*EXCERPT*.
# how do you guys store your snow thrower off season?



## guest

Its getting near spring.. im looking forward to losing the snow thrower and putting on the mower deck.. still early now.. but im anxious..


So how do you guys store your thrower? 
I plan to remove it, grease it and then put it (outside) up on a pallet.. ill probably cover it with a tarp.. I figured the pallet to keep some moisture off of the thing.. 


Anything good or bad about this? or anything i am not doing?


----------



## wheely_boy

I don't have a blower but I store my plow under my sunroom which is build on an elevated deck with a gravel floor. Actually it's tall enough that I can store the Wheel horse down there too (in the summer months) which frees up space in the garage. I've done this for about 5 years now and the equipment stays nice and dry and I haven't had any problems with any vermin moving into it. The stuff gets a little dusty and that's about it.

*REQUIRED TASK A*. List each step the first poster in the snow thrower storage thread plans to take to store the thrower.
*REQUIRED TASK B*. Write the next part of the snow thrower storage thread, following on from its final reply.

*DATA ENTRIES*.
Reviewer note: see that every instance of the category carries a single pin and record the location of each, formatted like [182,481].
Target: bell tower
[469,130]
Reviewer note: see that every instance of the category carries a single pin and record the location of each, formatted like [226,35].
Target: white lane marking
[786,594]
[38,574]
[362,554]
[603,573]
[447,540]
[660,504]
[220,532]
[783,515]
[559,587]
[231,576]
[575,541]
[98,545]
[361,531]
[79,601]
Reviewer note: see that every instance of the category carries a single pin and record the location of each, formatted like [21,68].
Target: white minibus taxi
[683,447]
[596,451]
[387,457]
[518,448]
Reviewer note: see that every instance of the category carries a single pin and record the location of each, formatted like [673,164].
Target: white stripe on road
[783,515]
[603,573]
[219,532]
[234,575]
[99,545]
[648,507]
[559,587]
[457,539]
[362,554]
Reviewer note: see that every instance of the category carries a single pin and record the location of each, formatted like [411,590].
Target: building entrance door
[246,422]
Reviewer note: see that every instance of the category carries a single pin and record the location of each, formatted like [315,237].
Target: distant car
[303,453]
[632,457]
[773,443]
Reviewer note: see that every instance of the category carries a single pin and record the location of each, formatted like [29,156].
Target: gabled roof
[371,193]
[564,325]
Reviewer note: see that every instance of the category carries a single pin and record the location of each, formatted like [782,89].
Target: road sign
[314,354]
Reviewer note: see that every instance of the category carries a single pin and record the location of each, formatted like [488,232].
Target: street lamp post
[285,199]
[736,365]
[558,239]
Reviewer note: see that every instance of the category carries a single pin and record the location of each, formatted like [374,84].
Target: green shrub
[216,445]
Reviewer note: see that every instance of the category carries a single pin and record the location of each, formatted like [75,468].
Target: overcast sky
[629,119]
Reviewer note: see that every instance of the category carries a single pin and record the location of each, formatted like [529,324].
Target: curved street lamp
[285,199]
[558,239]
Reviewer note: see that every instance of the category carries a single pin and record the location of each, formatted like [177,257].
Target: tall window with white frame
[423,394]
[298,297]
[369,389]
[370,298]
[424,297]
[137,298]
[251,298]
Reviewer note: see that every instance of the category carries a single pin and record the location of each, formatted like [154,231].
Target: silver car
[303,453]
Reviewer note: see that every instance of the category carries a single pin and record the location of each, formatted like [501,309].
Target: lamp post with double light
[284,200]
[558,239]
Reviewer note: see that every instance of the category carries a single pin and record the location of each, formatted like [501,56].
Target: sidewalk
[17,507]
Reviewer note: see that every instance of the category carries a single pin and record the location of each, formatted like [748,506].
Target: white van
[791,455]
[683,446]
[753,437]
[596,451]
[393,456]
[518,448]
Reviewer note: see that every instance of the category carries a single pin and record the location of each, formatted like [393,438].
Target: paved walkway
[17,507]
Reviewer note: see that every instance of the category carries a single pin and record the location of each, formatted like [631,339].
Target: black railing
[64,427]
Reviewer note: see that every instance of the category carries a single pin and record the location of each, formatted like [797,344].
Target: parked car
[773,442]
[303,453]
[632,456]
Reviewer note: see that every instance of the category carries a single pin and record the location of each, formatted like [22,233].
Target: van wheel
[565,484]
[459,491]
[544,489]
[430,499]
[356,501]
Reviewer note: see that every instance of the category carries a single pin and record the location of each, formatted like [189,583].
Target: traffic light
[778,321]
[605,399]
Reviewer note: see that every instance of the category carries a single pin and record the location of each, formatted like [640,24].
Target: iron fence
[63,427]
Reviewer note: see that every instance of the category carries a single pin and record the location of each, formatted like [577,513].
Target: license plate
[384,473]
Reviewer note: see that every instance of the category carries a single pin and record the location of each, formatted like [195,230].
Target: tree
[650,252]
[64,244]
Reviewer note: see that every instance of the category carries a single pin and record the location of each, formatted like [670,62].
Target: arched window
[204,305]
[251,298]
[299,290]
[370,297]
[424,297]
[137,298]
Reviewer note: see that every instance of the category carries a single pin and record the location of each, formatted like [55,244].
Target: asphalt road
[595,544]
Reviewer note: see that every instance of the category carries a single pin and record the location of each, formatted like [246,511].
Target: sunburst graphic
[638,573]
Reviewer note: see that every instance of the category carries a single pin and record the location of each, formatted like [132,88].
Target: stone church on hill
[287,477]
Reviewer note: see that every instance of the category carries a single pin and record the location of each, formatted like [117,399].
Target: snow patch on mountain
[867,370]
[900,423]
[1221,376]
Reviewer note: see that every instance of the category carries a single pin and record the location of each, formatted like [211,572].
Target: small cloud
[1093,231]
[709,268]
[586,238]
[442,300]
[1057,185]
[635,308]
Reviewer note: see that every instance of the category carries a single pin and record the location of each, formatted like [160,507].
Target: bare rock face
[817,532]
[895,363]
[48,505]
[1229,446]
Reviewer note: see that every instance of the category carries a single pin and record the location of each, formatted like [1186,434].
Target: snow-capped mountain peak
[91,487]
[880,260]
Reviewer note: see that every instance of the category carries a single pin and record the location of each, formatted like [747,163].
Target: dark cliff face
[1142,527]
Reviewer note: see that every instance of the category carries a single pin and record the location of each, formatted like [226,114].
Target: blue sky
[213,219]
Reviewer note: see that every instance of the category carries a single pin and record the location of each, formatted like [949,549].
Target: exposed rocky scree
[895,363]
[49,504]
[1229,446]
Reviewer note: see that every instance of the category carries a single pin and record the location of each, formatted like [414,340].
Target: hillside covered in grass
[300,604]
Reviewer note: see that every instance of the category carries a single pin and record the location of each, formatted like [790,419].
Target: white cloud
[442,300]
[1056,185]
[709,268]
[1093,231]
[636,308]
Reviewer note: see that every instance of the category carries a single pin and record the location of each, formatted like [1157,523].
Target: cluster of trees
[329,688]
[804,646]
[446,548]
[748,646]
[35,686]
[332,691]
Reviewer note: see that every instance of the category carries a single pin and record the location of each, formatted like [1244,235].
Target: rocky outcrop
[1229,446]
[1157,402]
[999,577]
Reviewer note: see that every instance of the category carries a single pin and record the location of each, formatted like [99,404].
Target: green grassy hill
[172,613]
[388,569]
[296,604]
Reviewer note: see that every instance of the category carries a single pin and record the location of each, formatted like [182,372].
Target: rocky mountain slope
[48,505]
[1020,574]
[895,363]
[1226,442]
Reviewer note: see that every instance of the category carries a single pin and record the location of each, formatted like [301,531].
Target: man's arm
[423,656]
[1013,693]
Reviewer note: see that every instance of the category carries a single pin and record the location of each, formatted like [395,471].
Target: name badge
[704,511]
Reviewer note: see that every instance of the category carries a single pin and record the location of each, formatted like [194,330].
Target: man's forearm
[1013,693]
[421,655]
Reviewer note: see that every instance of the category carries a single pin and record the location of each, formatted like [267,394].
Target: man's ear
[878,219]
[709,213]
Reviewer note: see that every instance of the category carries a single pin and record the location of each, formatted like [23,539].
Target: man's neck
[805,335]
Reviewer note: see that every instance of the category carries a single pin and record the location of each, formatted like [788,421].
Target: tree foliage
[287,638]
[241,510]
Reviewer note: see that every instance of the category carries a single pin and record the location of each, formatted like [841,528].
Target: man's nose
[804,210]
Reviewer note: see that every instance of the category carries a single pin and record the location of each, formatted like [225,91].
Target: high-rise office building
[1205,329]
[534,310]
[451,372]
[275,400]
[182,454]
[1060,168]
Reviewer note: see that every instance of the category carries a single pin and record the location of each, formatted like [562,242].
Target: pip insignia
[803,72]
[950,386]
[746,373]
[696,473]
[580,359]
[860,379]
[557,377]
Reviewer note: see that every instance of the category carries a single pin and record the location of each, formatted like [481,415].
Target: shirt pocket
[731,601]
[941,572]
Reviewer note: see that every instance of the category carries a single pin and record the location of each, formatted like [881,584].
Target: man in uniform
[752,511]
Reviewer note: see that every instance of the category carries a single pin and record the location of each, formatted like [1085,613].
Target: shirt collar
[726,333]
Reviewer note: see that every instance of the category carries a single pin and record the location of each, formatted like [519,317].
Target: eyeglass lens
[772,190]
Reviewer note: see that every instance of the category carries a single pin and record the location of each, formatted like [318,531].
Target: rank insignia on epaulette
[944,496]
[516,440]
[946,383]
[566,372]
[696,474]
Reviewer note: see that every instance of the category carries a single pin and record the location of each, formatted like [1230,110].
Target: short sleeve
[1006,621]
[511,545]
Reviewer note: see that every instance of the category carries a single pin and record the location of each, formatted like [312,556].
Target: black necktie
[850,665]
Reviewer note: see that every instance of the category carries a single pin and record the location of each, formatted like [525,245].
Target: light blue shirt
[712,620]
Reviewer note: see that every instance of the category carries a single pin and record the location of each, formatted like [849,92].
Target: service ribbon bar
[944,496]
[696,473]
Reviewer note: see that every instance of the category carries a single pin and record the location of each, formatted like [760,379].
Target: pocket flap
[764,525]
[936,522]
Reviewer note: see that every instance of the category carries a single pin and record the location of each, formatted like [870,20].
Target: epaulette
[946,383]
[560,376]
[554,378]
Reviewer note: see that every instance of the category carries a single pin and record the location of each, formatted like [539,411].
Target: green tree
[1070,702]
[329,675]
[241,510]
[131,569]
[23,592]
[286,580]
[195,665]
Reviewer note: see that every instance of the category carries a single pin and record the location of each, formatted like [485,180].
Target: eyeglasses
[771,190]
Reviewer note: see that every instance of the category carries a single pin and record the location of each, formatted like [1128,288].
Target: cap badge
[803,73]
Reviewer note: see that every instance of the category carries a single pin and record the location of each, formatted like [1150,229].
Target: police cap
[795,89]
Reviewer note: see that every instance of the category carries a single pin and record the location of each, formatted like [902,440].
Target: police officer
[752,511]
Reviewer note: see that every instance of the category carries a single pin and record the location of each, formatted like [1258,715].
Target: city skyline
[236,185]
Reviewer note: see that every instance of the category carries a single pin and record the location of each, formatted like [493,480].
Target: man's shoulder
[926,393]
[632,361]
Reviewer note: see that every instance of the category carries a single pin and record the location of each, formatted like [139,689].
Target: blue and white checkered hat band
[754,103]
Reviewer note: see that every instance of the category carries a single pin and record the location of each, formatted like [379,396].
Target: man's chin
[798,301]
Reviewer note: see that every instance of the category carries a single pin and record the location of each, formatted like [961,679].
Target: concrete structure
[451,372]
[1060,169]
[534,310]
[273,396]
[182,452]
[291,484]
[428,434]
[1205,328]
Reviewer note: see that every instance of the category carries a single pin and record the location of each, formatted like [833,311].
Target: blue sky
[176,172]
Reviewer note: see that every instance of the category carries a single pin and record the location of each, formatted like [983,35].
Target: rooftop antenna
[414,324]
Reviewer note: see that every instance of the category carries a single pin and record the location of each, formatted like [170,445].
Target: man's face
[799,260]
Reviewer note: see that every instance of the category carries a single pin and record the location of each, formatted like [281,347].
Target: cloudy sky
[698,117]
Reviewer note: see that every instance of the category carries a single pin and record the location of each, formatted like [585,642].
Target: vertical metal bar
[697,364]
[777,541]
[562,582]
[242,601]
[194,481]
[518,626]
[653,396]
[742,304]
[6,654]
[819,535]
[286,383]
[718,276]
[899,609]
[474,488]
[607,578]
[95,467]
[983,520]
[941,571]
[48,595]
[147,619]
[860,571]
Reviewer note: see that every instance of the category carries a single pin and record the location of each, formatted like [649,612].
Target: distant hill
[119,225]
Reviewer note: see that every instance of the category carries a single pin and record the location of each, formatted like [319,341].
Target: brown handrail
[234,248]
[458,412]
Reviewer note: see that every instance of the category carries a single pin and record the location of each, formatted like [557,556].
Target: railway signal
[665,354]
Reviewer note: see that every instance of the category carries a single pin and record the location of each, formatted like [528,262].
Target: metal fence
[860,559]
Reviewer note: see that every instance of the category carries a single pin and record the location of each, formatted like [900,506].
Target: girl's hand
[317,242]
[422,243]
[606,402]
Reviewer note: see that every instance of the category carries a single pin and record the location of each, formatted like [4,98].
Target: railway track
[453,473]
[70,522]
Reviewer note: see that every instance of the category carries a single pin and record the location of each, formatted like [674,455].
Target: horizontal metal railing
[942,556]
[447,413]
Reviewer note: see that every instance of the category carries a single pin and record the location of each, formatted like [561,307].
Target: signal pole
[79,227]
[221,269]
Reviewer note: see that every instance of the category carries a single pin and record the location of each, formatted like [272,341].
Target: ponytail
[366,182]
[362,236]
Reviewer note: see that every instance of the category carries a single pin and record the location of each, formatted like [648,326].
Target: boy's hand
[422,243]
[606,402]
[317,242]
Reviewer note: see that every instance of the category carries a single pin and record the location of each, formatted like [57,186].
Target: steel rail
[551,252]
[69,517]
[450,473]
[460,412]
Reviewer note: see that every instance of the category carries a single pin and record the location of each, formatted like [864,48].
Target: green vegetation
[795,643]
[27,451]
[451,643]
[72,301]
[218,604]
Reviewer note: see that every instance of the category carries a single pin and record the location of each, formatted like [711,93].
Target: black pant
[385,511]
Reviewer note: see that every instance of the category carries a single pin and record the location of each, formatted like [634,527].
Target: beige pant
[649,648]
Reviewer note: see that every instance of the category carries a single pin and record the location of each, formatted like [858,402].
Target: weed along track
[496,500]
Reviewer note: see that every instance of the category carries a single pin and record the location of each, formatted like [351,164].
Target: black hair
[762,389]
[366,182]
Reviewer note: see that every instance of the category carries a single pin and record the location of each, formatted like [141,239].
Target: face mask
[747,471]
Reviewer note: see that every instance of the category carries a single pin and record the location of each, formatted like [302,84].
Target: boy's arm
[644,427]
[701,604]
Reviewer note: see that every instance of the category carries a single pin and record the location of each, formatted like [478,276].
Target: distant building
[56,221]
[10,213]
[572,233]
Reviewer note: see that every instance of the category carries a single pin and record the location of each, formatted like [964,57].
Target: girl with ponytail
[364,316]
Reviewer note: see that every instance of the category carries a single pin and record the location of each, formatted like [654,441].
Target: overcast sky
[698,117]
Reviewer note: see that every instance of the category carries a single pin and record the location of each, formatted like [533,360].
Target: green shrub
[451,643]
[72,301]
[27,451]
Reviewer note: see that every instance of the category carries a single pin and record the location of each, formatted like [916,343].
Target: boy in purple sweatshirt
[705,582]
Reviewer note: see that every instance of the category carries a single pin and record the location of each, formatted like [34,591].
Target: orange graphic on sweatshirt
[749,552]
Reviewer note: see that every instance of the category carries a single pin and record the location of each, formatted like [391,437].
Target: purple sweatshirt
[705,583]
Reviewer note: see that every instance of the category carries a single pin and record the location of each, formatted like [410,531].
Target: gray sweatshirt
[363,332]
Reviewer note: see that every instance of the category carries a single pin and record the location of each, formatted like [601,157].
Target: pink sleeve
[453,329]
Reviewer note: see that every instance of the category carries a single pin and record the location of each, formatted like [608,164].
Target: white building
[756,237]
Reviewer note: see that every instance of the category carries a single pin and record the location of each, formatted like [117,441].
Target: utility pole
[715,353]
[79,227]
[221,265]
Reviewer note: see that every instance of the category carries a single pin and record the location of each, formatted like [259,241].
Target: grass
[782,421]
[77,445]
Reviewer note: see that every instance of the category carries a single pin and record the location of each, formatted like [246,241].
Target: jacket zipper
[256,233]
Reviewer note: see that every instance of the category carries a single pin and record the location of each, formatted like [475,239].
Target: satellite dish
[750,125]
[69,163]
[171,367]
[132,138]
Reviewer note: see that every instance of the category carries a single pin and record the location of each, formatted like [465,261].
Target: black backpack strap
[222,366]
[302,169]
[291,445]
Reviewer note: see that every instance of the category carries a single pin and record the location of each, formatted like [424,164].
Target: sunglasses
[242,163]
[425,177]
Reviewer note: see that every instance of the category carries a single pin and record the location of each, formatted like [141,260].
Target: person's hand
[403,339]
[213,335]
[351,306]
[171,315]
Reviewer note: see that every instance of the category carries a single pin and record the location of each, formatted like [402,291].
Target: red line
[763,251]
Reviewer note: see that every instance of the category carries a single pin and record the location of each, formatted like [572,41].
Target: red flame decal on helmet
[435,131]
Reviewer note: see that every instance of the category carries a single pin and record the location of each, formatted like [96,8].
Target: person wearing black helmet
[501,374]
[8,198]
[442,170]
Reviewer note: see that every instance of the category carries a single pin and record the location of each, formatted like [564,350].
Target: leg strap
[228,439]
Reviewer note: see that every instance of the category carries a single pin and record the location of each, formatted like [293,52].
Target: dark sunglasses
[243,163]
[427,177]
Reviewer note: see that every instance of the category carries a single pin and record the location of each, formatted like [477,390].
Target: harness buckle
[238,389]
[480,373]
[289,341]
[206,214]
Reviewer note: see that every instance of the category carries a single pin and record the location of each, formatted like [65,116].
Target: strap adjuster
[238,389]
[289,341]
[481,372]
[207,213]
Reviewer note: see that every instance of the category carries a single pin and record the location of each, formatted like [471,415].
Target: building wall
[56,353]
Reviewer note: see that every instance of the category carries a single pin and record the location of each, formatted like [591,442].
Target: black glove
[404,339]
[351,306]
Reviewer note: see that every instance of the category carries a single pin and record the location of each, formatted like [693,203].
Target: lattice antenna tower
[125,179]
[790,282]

*TASK OUTPUT A*.
- Remove it
- Grease it
- Put it outside, up on a pallet
- Cover it with a tarp

*TASK OUTPUT B*.
----------



## Ingersoll444

me? will my walk behind I just park somewere. Old gas and everything.    Boy, wounder why I keep needing to rebuild the carb?????


----------



## jbetts13

the shed this summer l'am going to rebuild it, it is alittle beat up haha


----------



## Argee

> _Originally posted by simple_john _
> *Its getting near spring.. im looking forward to losing the snow thrower and putting on the mower deck.. still early now.. but im anxious..
> 
> 
> So how do you guys store your thrower?
> I plan to remove it, grease it and then put it (outside) up on a pallet.. ill probably cover it with a tarp.. I figured the pallet to keep some moisture off of the thing..
> 
> 
> Anything good or bad about this? or anything i am not doing? *


That's exactly how I store mine John. Up on a pallet in the back of the shop.


----------



## ducati996

I either place it on a dolley or small blocks of wood so no moisture builds up underneath...Grease the fittings and spray with silicone spray and leave it alone until next winter..

Duc

I forgot- In a heated garage of course !!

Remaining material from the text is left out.